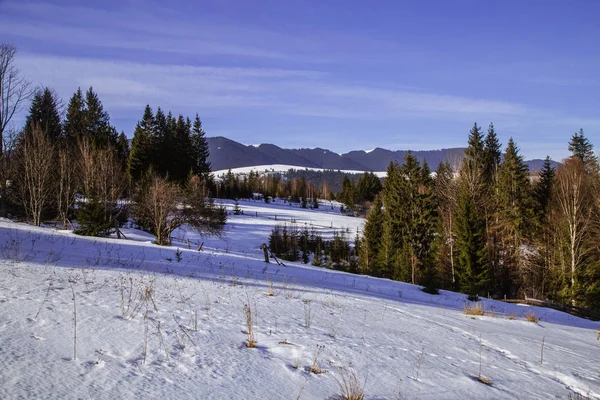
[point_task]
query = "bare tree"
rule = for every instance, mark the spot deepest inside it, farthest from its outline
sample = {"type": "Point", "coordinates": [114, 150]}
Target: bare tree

□ □ □ □ □

### Problem to work on
Put the lines above into a numbered list, skipping blank lines and leaving out the picture.

### Written reply
1. [point_task]
2. query = "bare tree"
3. rule = for every instance, mark the spot deepest inside it, farthest from its outline
4. sample = {"type": "Point", "coordinates": [114, 150]}
5. Target: bare tree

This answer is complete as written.